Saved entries
- - -

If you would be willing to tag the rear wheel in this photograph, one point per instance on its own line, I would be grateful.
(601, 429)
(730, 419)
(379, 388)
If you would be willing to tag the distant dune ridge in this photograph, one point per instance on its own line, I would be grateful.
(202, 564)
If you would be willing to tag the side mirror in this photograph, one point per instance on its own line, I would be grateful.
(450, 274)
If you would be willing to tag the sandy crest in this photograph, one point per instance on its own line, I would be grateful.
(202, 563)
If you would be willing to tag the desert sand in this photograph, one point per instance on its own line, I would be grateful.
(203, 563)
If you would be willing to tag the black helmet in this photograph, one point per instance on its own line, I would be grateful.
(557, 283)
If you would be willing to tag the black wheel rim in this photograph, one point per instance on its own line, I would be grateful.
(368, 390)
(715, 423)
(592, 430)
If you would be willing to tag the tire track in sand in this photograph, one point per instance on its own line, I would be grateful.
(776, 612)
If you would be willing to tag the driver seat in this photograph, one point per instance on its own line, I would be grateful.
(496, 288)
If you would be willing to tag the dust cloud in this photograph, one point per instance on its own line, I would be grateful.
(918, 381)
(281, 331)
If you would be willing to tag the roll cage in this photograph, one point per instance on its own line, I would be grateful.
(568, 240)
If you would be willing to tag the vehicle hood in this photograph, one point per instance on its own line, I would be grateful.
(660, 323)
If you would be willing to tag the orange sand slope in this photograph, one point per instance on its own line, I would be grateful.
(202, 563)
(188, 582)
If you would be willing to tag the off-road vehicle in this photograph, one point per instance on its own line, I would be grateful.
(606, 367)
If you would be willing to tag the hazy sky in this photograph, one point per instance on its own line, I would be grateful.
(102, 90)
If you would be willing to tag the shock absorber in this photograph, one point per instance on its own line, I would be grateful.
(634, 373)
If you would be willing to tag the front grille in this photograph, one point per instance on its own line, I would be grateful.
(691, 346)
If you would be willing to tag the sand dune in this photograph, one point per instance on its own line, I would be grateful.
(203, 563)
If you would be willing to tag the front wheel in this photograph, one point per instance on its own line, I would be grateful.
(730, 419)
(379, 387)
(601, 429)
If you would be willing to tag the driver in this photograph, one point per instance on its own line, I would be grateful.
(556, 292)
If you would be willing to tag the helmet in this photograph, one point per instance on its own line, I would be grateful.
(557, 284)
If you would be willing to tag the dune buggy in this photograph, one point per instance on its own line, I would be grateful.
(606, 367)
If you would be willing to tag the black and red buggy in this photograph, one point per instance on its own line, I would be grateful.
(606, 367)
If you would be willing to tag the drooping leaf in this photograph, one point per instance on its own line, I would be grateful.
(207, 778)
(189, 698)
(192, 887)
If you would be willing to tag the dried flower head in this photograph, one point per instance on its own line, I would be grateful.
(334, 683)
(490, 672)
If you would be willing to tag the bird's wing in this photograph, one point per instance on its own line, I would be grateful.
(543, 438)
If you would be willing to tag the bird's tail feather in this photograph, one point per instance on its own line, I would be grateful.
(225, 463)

- - -

THE PROBLEM:
Each entry, from start to finish, must be restated exactly.

WORKED SOLUTION:
If you would be willing to tag the rear wheel in this photograph, one point per instance on its own line, I would be grateful.
(601, 429)
(730, 419)
(379, 388)
If you would be willing to tag the distant dune ridge in this photograph, one point per instance on its own line, I would be grateful.
(202, 564)
If you would be willing to tag the side mirror in this photograph, one point per instance on its own line, I would be grateful.
(450, 274)
If you would be willing to tag the sandy crest in this photograph, one point per instance on its own line, I would be grateful.
(202, 563)
If you would be willing to tag the desert sand in this photograph, one point per instance on its own line, I would be grateful.
(203, 563)
If you would be willing to tag the black helmet in this photograph, one point per instance on its own line, I would be grateful.
(557, 283)
If you would be willing to tag the black wheel rim in this photograph, one point per instance on its own line, I would be grateful.
(368, 390)
(715, 423)
(592, 430)
If you would be willing to tag the tire track in sand in this photograph, one point per instance on its own line, I would be grateful.
(776, 612)
If you would be willing to tag the driver seat in this photograph, one point per instance on its own line, I would be grateful.
(496, 288)
If you would be willing to tag the dust cloud in this photograph, one point per instance on its own line, I would be grateful.
(918, 381)
(281, 331)
If you would be willing to tag the roll cage in this photograph, one point per instance on its own line, I would be grateful.
(568, 240)
If you would be willing to tag the vehicle hood in this photograph, one point per instance on its own line, I would be grateful.
(660, 323)
If you would be willing to tag the orange sand slope in this photograph, one point per instance on its own line, I would be grateful.
(202, 563)
(188, 582)
If you would be willing to tag the off-road vehicle in this photograph, one point per instance on its own line, I would be grateful.
(606, 367)
If you would be willing to tag the hazy sky in this photograph, one point per instance on its own line, I would be grateful.
(102, 90)
If you would be willing to tag the shock absorber in this photograph, one point per instance on its own line, I would be grateful.
(634, 373)
If you would be willing to tag the front grille in this photograph, one point per instance on its own line, I would be grateful.
(691, 346)
If you would be willing to tag the sand dune in this photograph, one point per instance on its own line, I would be grateful.
(203, 563)
If you would be willing to tag the front wheel in this photograph, one point per instance on its own line, I would be grateful.
(730, 419)
(379, 387)
(601, 429)
If you would be willing to tag the driver in this photograph, one point per instance on its own line, I would be grateful.
(556, 292)
If you would be willing to tag the helmet in this photograph, one point per instance on its own line, I would be grateful.
(557, 284)
If you would be willing to tag the dune buggy in this photograph, one point per instance on its own line, I would be grateful.
(606, 367)
If you would be willing to tag the black and red buggy in this photograph, one point per instance on its own line, I would be grateful.
(606, 367)
If you would be willing to tag the drooping leaf in this photograph, one point per instance on its own line, I would be grateful.
(207, 778)
(189, 698)
(192, 887)
If you would be willing to tag the dried flower head in this photograph, one point per instance on its own line, I would be grateful.
(334, 683)
(490, 672)
If you would be willing to tag the bird's wing in this photograph, one point per instance on its own line, I would be grateful.
(543, 438)
If you would be willing to tag the bird's tail feather in this photograph, one point per instance on its own line, I would be grateful.
(225, 463)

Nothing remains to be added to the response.